- Aim of the exercise -
Where the string "with" shows up in a line of the records, copy that line.

[Input Boundary: Start]

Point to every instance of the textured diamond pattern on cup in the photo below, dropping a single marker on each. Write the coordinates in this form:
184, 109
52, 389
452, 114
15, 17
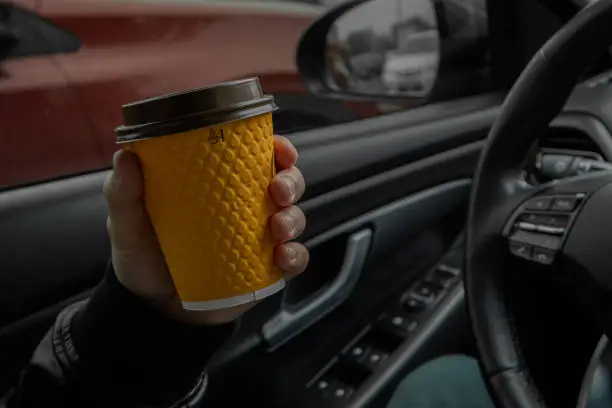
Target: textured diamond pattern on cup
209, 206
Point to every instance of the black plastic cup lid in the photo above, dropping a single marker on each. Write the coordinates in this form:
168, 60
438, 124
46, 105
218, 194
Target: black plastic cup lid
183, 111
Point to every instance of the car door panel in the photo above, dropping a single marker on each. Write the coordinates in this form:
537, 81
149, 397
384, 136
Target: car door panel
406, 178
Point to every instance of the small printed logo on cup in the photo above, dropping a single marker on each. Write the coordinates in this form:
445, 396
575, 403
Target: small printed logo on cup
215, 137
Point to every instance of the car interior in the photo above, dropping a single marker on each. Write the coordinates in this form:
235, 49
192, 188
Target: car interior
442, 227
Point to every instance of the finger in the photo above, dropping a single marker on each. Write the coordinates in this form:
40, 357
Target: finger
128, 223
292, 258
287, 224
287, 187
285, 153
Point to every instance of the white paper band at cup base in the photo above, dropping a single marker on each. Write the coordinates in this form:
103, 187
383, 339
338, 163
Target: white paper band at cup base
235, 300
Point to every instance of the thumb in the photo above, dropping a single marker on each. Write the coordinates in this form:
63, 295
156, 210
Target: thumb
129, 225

[Input Boundary: End]
[Input Boundary: Start]

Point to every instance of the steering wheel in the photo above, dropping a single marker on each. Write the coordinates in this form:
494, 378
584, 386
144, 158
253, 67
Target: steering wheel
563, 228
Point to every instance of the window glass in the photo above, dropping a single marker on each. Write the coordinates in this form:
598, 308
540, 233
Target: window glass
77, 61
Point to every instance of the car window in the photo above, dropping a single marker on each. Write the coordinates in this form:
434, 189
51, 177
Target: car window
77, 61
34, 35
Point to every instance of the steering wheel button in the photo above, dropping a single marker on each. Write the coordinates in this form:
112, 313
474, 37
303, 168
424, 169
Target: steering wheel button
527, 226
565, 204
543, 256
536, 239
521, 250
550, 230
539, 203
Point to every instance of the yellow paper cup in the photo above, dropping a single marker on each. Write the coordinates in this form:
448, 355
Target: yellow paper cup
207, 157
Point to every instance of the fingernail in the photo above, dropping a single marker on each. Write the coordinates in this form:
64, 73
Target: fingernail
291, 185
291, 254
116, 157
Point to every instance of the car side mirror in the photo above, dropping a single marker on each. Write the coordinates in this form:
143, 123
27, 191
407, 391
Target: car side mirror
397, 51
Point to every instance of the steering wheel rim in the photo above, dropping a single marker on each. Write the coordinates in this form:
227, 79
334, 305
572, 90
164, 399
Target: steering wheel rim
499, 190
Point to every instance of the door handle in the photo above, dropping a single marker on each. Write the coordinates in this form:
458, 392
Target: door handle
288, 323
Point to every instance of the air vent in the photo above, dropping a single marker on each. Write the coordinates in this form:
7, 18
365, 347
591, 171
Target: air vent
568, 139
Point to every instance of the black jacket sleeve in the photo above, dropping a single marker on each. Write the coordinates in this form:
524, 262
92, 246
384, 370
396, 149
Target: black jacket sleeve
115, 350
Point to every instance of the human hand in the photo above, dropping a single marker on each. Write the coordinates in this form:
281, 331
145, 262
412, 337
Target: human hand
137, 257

[Input Boundary: End]
[Input Boundary: Start]

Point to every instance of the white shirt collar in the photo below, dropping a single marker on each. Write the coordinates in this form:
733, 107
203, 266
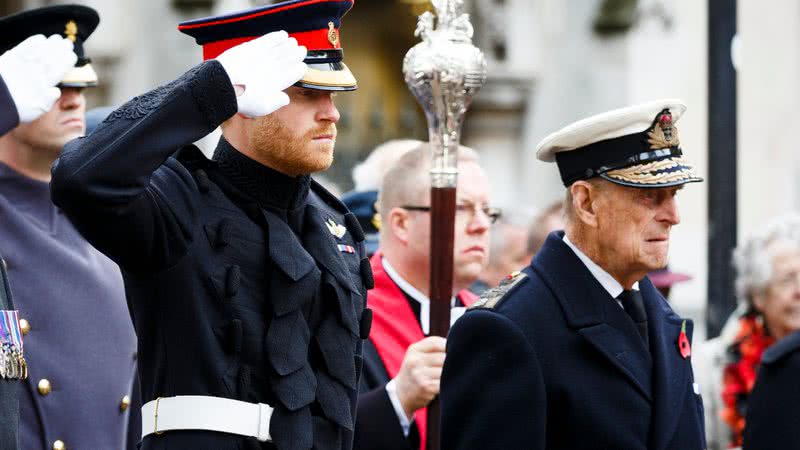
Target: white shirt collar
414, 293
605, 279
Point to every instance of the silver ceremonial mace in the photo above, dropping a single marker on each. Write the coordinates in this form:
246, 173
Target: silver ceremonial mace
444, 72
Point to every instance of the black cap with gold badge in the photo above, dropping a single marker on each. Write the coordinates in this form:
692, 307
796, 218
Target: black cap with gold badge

[Input Boundary: End]

- Answer to the exercise -
Point to every instance of the black cap with gold badge in the photo above, dropping a single marker on each. Write the coordinates in this form:
Target: black cap with gold badge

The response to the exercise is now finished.